Write out every line of the records below exactly as it appears, leaving out the pictures.

Excerpts from point annotation data:
↓↓↓

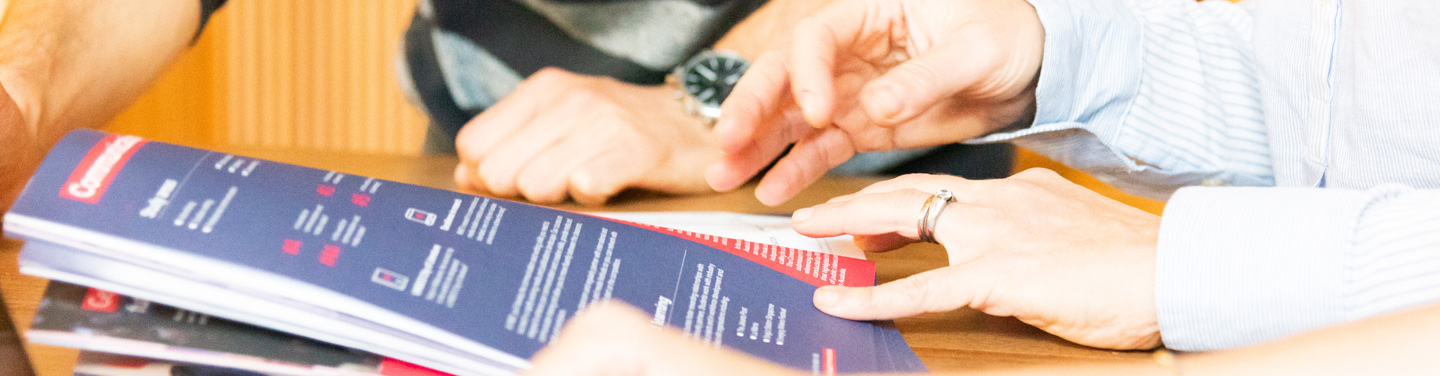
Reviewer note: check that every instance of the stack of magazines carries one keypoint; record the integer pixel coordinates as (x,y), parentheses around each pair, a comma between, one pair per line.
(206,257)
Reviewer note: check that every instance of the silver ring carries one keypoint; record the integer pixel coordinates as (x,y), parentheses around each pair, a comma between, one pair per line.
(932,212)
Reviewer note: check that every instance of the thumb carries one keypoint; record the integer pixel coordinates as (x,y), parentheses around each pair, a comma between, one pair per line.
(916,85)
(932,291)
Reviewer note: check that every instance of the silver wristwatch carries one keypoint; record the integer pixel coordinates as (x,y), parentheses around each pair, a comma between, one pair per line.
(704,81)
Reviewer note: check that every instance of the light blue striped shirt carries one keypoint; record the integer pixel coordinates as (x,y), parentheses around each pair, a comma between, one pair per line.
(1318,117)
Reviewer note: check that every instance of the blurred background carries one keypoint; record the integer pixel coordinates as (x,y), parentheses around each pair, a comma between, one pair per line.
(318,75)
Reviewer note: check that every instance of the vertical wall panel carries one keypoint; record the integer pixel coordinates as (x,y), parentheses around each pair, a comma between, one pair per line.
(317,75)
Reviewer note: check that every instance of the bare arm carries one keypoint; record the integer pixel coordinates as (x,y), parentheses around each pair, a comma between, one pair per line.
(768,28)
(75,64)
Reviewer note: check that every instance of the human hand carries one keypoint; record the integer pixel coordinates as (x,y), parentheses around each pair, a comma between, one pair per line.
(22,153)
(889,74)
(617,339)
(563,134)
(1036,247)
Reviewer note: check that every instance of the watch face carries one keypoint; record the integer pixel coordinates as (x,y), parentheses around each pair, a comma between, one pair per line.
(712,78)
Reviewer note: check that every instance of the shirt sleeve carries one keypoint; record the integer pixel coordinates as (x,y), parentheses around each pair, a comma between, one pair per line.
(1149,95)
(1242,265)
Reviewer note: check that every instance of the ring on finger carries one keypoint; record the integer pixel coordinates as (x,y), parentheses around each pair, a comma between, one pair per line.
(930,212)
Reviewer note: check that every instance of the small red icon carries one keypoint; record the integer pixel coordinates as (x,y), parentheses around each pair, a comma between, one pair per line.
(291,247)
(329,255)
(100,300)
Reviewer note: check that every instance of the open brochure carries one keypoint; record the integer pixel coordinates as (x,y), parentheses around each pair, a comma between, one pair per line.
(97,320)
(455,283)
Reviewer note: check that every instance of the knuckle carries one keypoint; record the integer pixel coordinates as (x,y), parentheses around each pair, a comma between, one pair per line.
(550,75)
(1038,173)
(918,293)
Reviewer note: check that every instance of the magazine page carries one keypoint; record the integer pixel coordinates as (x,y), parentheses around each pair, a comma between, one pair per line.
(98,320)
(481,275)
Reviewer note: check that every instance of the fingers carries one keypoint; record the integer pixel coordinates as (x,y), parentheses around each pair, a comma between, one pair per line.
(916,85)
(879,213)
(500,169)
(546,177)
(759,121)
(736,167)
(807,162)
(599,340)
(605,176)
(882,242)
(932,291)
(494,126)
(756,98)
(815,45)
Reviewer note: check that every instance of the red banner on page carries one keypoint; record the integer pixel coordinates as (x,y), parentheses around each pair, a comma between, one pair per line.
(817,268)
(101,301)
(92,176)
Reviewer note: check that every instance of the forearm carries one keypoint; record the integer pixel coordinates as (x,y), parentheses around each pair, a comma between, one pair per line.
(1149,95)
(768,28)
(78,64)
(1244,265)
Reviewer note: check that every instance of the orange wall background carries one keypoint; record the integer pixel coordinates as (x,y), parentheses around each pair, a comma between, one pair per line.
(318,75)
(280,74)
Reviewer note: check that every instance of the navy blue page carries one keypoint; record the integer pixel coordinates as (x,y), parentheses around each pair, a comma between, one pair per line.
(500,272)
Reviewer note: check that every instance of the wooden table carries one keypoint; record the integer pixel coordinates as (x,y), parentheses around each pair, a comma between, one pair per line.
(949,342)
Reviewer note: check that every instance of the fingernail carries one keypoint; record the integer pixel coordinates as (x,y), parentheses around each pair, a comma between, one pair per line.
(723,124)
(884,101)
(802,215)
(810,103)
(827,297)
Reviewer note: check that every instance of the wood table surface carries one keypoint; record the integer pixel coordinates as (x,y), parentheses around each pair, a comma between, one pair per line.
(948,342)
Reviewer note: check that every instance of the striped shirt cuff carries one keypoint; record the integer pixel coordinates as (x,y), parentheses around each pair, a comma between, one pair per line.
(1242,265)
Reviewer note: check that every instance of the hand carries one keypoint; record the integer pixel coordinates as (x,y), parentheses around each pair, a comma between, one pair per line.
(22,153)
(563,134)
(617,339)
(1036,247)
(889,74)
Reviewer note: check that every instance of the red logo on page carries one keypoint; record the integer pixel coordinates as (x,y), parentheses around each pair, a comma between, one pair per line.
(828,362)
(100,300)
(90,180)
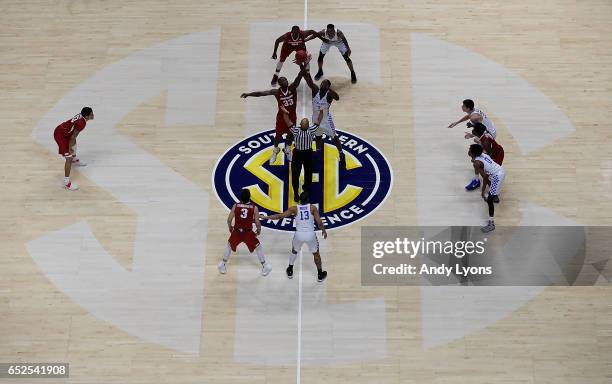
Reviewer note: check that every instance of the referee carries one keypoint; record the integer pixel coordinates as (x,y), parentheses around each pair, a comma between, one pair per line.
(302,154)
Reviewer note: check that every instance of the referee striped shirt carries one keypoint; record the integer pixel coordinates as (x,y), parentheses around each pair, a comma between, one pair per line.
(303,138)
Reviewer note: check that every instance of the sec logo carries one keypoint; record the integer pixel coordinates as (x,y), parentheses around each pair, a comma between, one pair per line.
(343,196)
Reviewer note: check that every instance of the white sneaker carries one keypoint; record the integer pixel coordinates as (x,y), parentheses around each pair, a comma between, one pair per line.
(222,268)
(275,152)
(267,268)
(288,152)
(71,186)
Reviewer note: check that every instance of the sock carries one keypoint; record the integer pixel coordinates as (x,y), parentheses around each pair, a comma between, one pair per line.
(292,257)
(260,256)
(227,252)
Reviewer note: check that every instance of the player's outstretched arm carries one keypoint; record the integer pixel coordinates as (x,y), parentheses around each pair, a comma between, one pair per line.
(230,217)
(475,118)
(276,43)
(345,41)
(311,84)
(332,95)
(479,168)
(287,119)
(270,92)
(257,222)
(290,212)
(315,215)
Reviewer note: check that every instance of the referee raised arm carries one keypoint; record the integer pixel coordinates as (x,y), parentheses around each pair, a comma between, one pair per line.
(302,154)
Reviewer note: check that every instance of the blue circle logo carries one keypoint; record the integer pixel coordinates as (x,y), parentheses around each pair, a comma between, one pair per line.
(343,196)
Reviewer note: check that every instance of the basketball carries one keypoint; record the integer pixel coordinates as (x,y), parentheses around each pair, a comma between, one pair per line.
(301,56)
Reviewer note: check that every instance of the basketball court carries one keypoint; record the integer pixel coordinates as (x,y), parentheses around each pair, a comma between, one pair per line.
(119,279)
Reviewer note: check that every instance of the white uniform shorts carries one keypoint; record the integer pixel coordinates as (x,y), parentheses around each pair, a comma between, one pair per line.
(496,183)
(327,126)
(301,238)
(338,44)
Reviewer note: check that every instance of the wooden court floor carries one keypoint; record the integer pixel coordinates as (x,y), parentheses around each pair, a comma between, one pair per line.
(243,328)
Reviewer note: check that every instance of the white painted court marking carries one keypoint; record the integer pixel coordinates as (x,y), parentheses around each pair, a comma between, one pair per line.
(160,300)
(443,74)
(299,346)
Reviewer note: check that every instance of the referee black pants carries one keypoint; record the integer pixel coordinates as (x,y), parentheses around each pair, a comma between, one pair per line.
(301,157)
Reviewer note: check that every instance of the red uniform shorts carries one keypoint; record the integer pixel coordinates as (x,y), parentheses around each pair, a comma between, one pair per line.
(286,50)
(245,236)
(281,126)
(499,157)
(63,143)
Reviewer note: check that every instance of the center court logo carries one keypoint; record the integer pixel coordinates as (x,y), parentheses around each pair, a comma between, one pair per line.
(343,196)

↑↑↑

REPLY TO THE TASK
Reviewer note: check that every instance of the stack of magazines carries one keypoint; record the integer pixel coordinates as (x,y), parentheses around each pair, a comma between, one pair per line.
(206,257)
Reviewer note: check that every instance of the silver ring carries one keypoint; record the integer pixel coordinates as (x,y), parentheses around each pair, a comma between, one pair per line.
(932,212)
Reviewer note: check that every instance of the thumb carries one keypoint; record the integer pixel coordinates as (x,y), parentheses around each pair, a comma between, one pair per line.
(916,85)
(932,291)
Reviewer note: check that every instance of the silver wristwatch carries one keypoint; record the integer pixel coordinates as (x,y), parentheses around each pair, a comma between, one pair per line.
(704,81)
Reviewer note: check that every instance of the light blue striped shirt carries one keypoint; record the integer pixel coordinates as (x,y), parentheses around each pair, a comma between, one pair per line.
(1318,117)
Reviewer note: check that every instance of the blurred background carries one keypoint; record the integer pixel coordinates as (x,y), parentheses around each pair, a comma between, one pair per line.
(318,75)
Reviewer note: check that every instance of the vertical wall panel carries one keypoint; record the integer pixel coordinates as (x,y), parentheses around each pair, a comma between, one pair per line.
(317,75)
Reviewer note: check that every instance of the bare arm carries one keypoint; record the integer pixel coordinates as (x,y), parentheses around each pair, a comma between, one pair per line.
(768,28)
(75,64)
Reviewer note: check that every instance of the human hand carries one keypoint; record the integer pixel coordinates as (x,y), parentheses around each pair, a comma between, one pair per line.
(22,153)
(889,74)
(617,339)
(563,134)
(1036,247)
Reviewer note: check that every instance of the watch face carries one keypoint; record the integer pixel coordinates as (x,y), parentheses around each pair, a comma between, one pair per line.
(712,78)
Reviewer note: check that every instance of the shirt sleeve carries one keypoint; record the integer pixel coordinates as (x,y), parentheses around each pair, a comma between, one pair per line.
(1149,95)
(1242,265)
Reviewer note: check that every instance of the ring on finger carries one keypoint; record the integer pixel coordinates as (x,y), parentheses around each pair, a comma between, one pair per line.
(930,212)
Reviewer note: check that every instance of the small red icon carries one keypoint; record the integer pixel coordinates as (x,y), parentheses around each pair, a comma between, one pair per line.
(291,247)
(329,255)
(100,300)
Reviewer note: check that every instance of the open brochure carries one keypoint; record the integer pixel coordinates as (x,y), parentheses around each pair, a comma between, one pair per line.
(97,320)
(455,283)
Reviewer note: check that every instance of the knuckle carries one keypoint; record the integer pixel coordinates as (x,y), parentheses around each pair, a comma between, one pair per line.
(550,75)
(1038,173)
(918,293)
Reviewer note: check that every instance of the magazine page carries one keypoint; record the integer pixel coordinates as (x,y), parentheses around each pair, a comma between, one pair per line.
(98,320)
(481,275)
Reviewer note: check that every instance of the fingers carries one keypoint; record the integer pixel coordinates as (x,y), parentheses around each pair, a comma between, one pair per line.
(916,85)
(879,213)
(500,169)
(546,177)
(759,121)
(736,167)
(807,162)
(599,340)
(605,176)
(882,242)
(932,291)
(494,126)
(756,98)
(815,45)
Reviewer note: check that every instance of the red banner on page carries one keypoint; record the integer pixel coordinates as (x,y), parentheses around each pair, a comma between, one pair per line.
(817,268)
(101,301)
(92,176)
Reviewer note: check that every instance of the forearm carries one keypoint; record the integer pixel coordinates as (x,y), parentheses around each pair, a comma between, one pair per line.
(1149,95)
(768,28)
(78,64)
(1244,265)
Reviewer note: check that every instance of the orange wall background carries one keypoint; record the integer pixel coordinates as (x,y), parentheses around each pair, a comma between, one pair per line.
(318,75)
(280,74)
Reviewer note: check that every instance of the navy blue page carries one keypoint; record the integer pixel coordinates as (x,y), parentheses around each pair, a comma between, one pair per line.
(500,272)
Reviewer note: check that every instance of the wooden table carries one keypoint; record the integer pixel coordinates as (x,y), parentheses around each pair, a comma between, one pair per line.
(949,342)
Reviewer note: check that every instance of the fingernail carries one keypoint; record the integer pixel coordinates as (x,y), parentheses around each pair, a comma between, one pair per line.
(723,124)
(884,101)
(802,215)
(810,103)
(827,297)
Reviewer note: check that every instance of the wood table surface carries one keypoint; record the integer pixel coordinates as (x,y), parentheses around each pair, a comma between, one pair per line.
(948,342)
Reviewer note: check that every instance of the striped shirt cuff carries one keypoint; record the integer pixel coordinates as (x,y), parentheses around each pair, a comma between, one pair per line.
(1242,265)
Reviewer note: check that every instance of the hand carries one keypoint; record the integer pixel coordinates as (x,y), parentheses around each pair, a comma between, one pair per line.
(22,153)
(563,134)
(617,339)
(1036,247)
(889,74)
Reviewer note: check that every instance of the red logo on page carries one keypoint; record the integer pixel coordinates as (x,y), parentheses around each pair, a comma between, one pair per line.
(828,362)
(100,300)
(90,180)
Reviewer note: check that every instance of the referee carries one keypoint; record the integer pixel coordinates as (x,y), parentheses around each pair, a comma between, one pair per line.
(302,154)
Reviewer note: check that every instance of the referee striped shirt carries one keypoint; record the integer pixel coordinates as (x,y), parentheses around each pair, a comma between, one pair per line.
(303,138)
Reviewer note: check that every instance of the sec logo carries one keypoint; record the integer pixel coordinates as (x,y), parentheses around each pair, a comma between, one pair per line.
(343,196)
Reviewer note: check that every instance of the white sneaker carries one keypoint; record the integer pixel coordinates as (x,y), parentheses around each pair, a comma between, one pair per line.
(222,268)
(275,152)
(267,268)
(288,152)
(71,186)
Reviewer note: check that every instance of the sock carries one keypoint; record the integer pixel coordinates as (x,y), parentheses around each pair, a comma between, one pair per line.
(292,257)
(260,256)
(227,252)
Reviewer note: check that every instance of the player's outstretched arm carries one keypoint; record the integer pixel coordinates as (x,y), parentheses around each pair, a comma between, one pair per line.
(230,217)
(475,118)
(276,43)
(345,41)
(311,84)
(332,95)
(479,168)
(287,119)
(270,92)
(257,222)
(290,212)
(315,215)
Reviewer note: check that every instance of the referee raised arm carries one keypoint; record the integer pixel coordinates as (x,y), parentheses around each pair, a comma between, one pair per line.
(302,154)
Reviewer note: check that every instance of the blue circle logo carries one keypoint; record the integer pixel coordinates as (x,y), parentheses around each pair, a comma between, one pair per line.
(343,196)
Reviewer note: check that every instance of the basketball carries one keypoint; record the integer pixel coordinates as (x,y), parentheses around each pair, a comma between, one pair per line.
(301,56)
Reviewer note: check that every instance of the basketball court carries one keypoint; record the integer pixel coordinates as (x,y), parentheses around each pair, a comma between, one pair per line.
(119,279)
Reviewer note: check that every instance of the white uniform shorts carries one keypoint; record the integer pixel coordinates as (x,y), parentheses around each pair, a comma between, one pair per line.
(496,183)
(327,126)
(301,238)
(338,44)
Reviewer note: check that every instance of the wooden court floor carries one keypoint; record the integer pixel coordinates as (x,y), parentheses around each pair, a comma between, one pair per line.
(243,328)
Reviewer note: check that every instance of the white painted court marking carries one keypoint; record the integer pixel coordinates as (x,y), parentheses around each pair, a comma between, one pair per line.
(160,300)
(443,74)
(299,346)
Reviewer note: check that every instance of the referee black pants carries one keypoint; record the integer pixel coordinates as (x,y), parentheses around each pair, a comma between, one pair per line.
(301,157)
Reviewer note: check that every instance of the red uniform shorts carries one keypoint; record the integer pixel coordinates as (x,y), parentheses around each pair, a comma between, one pair per line.
(286,50)
(245,236)
(281,126)
(499,157)
(63,143)
Reviewer note: check that every instance of the center court logo carries one keypoint; record the integer pixel coordinates as (x,y), parentheses around each pair, a comma between, one pair per line.
(343,196)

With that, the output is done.